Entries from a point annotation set

....................

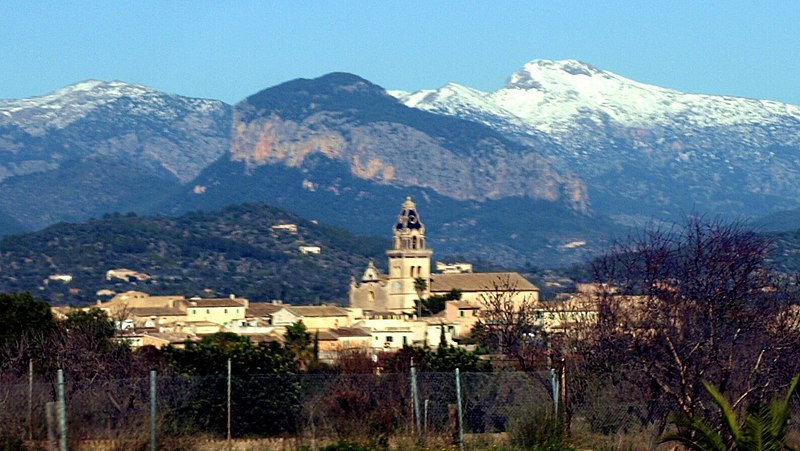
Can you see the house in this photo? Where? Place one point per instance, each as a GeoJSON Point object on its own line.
{"type": "Point", "coordinates": [410, 279]}
{"type": "Point", "coordinates": [220, 311]}
{"type": "Point", "coordinates": [477, 287]}
{"type": "Point", "coordinates": [291, 228]}
{"type": "Point", "coordinates": [453, 268]}
{"type": "Point", "coordinates": [126, 275]}
{"type": "Point", "coordinates": [463, 314]}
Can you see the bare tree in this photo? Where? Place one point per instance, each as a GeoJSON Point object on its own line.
{"type": "Point", "coordinates": [696, 303]}
{"type": "Point", "coordinates": [508, 320]}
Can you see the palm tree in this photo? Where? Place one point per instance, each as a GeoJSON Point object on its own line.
{"type": "Point", "coordinates": [763, 429]}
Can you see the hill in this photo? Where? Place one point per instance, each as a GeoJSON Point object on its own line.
{"type": "Point", "coordinates": [233, 251]}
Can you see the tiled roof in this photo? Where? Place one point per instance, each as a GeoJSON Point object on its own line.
{"type": "Point", "coordinates": [263, 308]}
{"type": "Point", "coordinates": [217, 302]}
{"type": "Point", "coordinates": [316, 310]}
{"type": "Point", "coordinates": [471, 282]}
{"type": "Point", "coordinates": [349, 332]}
{"type": "Point", "coordinates": [156, 311]}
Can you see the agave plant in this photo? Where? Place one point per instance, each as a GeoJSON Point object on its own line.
{"type": "Point", "coordinates": [762, 429]}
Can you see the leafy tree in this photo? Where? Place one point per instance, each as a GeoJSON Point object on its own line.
{"type": "Point", "coordinates": [264, 393]}
{"type": "Point", "coordinates": [420, 286]}
{"type": "Point", "coordinates": [435, 303]}
{"type": "Point", "coordinates": [763, 428]}
{"type": "Point", "coordinates": [22, 314]}
{"type": "Point", "coordinates": [299, 342]}
{"type": "Point", "coordinates": [443, 359]}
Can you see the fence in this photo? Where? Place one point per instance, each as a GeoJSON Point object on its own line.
{"type": "Point", "coordinates": [153, 412]}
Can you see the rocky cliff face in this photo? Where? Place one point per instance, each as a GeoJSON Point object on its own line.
{"type": "Point", "coordinates": [387, 143]}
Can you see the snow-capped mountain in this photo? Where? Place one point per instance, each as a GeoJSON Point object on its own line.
{"type": "Point", "coordinates": [641, 147]}
{"type": "Point", "coordinates": [551, 96]}
{"type": "Point", "coordinates": [97, 146]}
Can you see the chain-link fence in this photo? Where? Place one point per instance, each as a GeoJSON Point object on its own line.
{"type": "Point", "coordinates": [312, 408]}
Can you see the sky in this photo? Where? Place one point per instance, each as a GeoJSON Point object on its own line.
{"type": "Point", "coordinates": [228, 50]}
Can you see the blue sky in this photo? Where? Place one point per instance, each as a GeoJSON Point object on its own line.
{"type": "Point", "coordinates": [230, 49]}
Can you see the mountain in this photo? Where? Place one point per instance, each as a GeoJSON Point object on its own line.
{"type": "Point", "coordinates": [339, 149]}
{"type": "Point", "coordinates": [642, 150]}
{"type": "Point", "coordinates": [234, 250]}
{"type": "Point", "coordinates": [97, 147]}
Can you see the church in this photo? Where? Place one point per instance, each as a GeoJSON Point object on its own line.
{"type": "Point", "coordinates": [410, 275]}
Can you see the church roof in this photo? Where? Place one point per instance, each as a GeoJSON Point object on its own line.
{"type": "Point", "coordinates": [472, 282]}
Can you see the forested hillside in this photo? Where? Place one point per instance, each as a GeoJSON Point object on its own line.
{"type": "Point", "coordinates": [233, 251]}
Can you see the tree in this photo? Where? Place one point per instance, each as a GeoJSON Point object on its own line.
{"type": "Point", "coordinates": [508, 322]}
{"type": "Point", "coordinates": [686, 304]}
{"type": "Point", "coordinates": [436, 303]}
{"type": "Point", "coordinates": [420, 286]}
{"type": "Point", "coordinates": [265, 395]}
{"type": "Point", "coordinates": [764, 428]}
{"type": "Point", "coordinates": [21, 314]}
{"type": "Point", "coordinates": [299, 342]}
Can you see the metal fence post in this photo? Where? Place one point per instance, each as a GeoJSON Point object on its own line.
{"type": "Point", "coordinates": [555, 382]}
{"type": "Point", "coordinates": [50, 409]}
{"type": "Point", "coordinates": [425, 417]}
{"type": "Point", "coordinates": [460, 411]}
{"type": "Point", "coordinates": [152, 410]}
{"type": "Point", "coordinates": [229, 399]}
{"type": "Point", "coordinates": [415, 397]}
{"type": "Point", "coordinates": [62, 412]}
{"type": "Point", "coordinates": [30, 399]}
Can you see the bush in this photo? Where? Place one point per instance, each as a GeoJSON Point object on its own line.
{"type": "Point", "coordinates": [539, 431]}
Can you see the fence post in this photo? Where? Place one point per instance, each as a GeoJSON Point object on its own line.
{"type": "Point", "coordinates": [50, 409]}
{"type": "Point", "coordinates": [415, 397]}
{"type": "Point", "coordinates": [460, 411]}
{"type": "Point", "coordinates": [555, 382]}
{"type": "Point", "coordinates": [425, 417]}
{"type": "Point", "coordinates": [229, 399]}
{"type": "Point", "coordinates": [30, 399]}
{"type": "Point", "coordinates": [62, 412]}
{"type": "Point", "coordinates": [153, 410]}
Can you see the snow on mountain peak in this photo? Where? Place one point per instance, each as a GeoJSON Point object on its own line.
{"type": "Point", "coordinates": [552, 96]}
{"type": "Point", "coordinates": [74, 102]}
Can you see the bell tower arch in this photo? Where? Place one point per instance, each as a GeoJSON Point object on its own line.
{"type": "Point", "coordinates": [409, 259]}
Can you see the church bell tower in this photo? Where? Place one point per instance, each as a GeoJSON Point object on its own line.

....................

Exercise brief – Reproduce every one of the lines above without any changes, leaving out the pictures.

Exercise result –
Can you see the house in this photo? Where? Place one point per instance, each as a GeoJSON Point object on its own line.
{"type": "Point", "coordinates": [410, 279]}
{"type": "Point", "coordinates": [220, 311]}
{"type": "Point", "coordinates": [477, 287]}
{"type": "Point", "coordinates": [291, 228]}
{"type": "Point", "coordinates": [453, 268]}
{"type": "Point", "coordinates": [126, 275]}
{"type": "Point", "coordinates": [463, 314]}
Can you see the bare tree in this photo? Where? Place one point per instance, each as a GeoJSON Point object on its own line.
{"type": "Point", "coordinates": [696, 303]}
{"type": "Point", "coordinates": [508, 320]}
Can you see the palm tree in this photo? Where? Place one point per instance, each as a GeoJSON Point object on its own line.
{"type": "Point", "coordinates": [763, 429]}
Can you see the hill in this photo? Where? Place one point per instance, each as a GeoJSON Point object on its own line.
{"type": "Point", "coordinates": [233, 251]}
Can you see the tiled roof in this photo? Where? Place one point per instance, each as a GeoJSON Point object on its own line.
{"type": "Point", "coordinates": [263, 308]}
{"type": "Point", "coordinates": [217, 302]}
{"type": "Point", "coordinates": [316, 310]}
{"type": "Point", "coordinates": [471, 282]}
{"type": "Point", "coordinates": [349, 332]}
{"type": "Point", "coordinates": [156, 311]}
Can you see the agave plant in this photo? Where? Place one point per instance, each as a GeoJSON Point object on its own line.
{"type": "Point", "coordinates": [762, 429]}
Can you see the leafy tree in this photo? Where? Place one point per instance, each as a GeoJSON Point object on its own line.
{"type": "Point", "coordinates": [264, 393]}
{"type": "Point", "coordinates": [420, 286]}
{"type": "Point", "coordinates": [435, 303]}
{"type": "Point", "coordinates": [763, 428]}
{"type": "Point", "coordinates": [22, 314]}
{"type": "Point", "coordinates": [299, 342]}
{"type": "Point", "coordinates": [443, 359]}
Can you see the fence in this photo? Where? Place one point per instance, each as a GeoJSON Point object on its own line.
{"type": "Point", "coordinates": [153, 412]}
Can you see the rocky cliff face in this photo? Where? Place one point per instance, each as a GeoJSON Point object on its own line.
{"type": "Point", "coordinates": [387, 143]}
Can you see the snow-capped mountain in this photo? Where? Place one point per instance, each as a GeoJSON Point object on its own line.
{"type": "Point", "coordinates": [641, 147]}
{"type": "Point", "coordinates": [551, 96]}
{"type": "Point", "coordinates": [97, 146]}
Can you see the chain-link fence in this photo? Where? Place one point per instance, each as a GeoJSON Point object on its own line.
{"type": "Point", "coordinates": [312, 408]}
Can you see the sky in this photo? Where? Place one point per instance, each as a GeoJSON Point object on its own line.
{"type": "Point", "coordinates": [228, 50]}
Can you see the blue sky in this photo? Where? Place one point per instance, each as a GeoJSON Point object on its own line.
{"type": "Point", "coordinates": [230, 49]}
Can you see the mountain in this photo? Where? Place one point per instance, each as a GeoJSON Point object on its own line.
{"type": "Point", "coordinates": [339, 149]}
{"type": "Point", "coordinates": [642, 150]}
{"type": "Point", "coordinates": [234, 250]}
{"type": "Point", "coordinates": [97, 147]}
Can you see the church in this photo? Where? Place one point per instance, each as a GeoJSON Point object on its own line.
{"type": "Point", "coordinates": [410, 275]}
Can you see the church roof in this photo? Where? Place one point per instance, each as a GeoJSON Point object on its own line.
{"type": "Point", "coordinates": [472, 282]}
Can you see the forested hillside in this photo? Where? Place one point per instance, each as a GeoJSON Point object on its own line.
{"type": "Point", "coordinates": [233, 251]}
Can you see the tree in this photo? Where? Place one point per instance, each as a GeoJSON Point object on its own line.
{"type": "Point", "coordinates": [508, 322]}
{"type": "Point", "coordinates": [686, 304]}
{"type": "Point", "coordinates": [436, 303]}
{"type": "Point", "coordinates": [420, 286]}
{"type": "Point", "coordinates": [265, 395]}
{"type": "Point", "coordinates": [764, 428]}
{"type": "Point", "coordinates": [21, 314]}
{"type": "Point", "coordinates": [299, 342]}
Can you see the metal fence post in this photo? Where? Place one point per instance, each as a GeoJSON Point object on its own line.
{"type": "Point", "coordinates": [555, 382]}
{"type": "Point", "coordinates": [50, 409]}
{"type": "Point", "coordinates": [425, 417]}
{"type": "Point", "coordinates": [460, 411]}
{"type": "Point", "coordinates": [152, 410]}
{"type": "Point", "coordinates": [229, 399]}
{"type": "Point", "coordinates": [415, 397]}
{"type": "Point", "coordinates": [62, 412]}
{"type": "Point", "coordinates": [30, 399]}
Can you see the bush in this photo? Where? Place one point per instance, each as a GeoJSON Point object on its own line.
{"type": "Point", "coordinates": [539, 431]}
Can you see the fence post in this photo? Where? Place one point per instance, each as a GeoJSON Point object on its own line.
{"type": "Point", "coordinates": [50, 409]}
{"type": "Point", "coordinates": [415, 397]}
{"type": "Point", "coordinates": [460, 411]}
{"type": "Point", "coordinates": [555, 382]}
{"type": "Point", "coordinates": [425, 417]}
{"type": "Point", "coordinates": [229, 399]}
{"type": "Point", "coordinates": [30, 399]}
{"type": "Point", "coordinates": [62, 412]}
{"type": "Point", "coordinates": [153, 410]}
Can you see the snow on mountain peak in this photo? Where? Place one point per instance, each as a GeoJSON Point object on its own line.
{"type": "Point", "coordinates": [552, 96]}
{"type": "Point", "coordinates": [74, 102]}
Can you see the bell tower arch in this photo? Where? Place one point per instance, each as a GeoJSON Point object on its own line.
{"type": "Point", "coordinates": [409, 259]}
Can you see the church bell tower in this photo? Where? Place one point per instance, each as a GeoJSON Point object on its own line.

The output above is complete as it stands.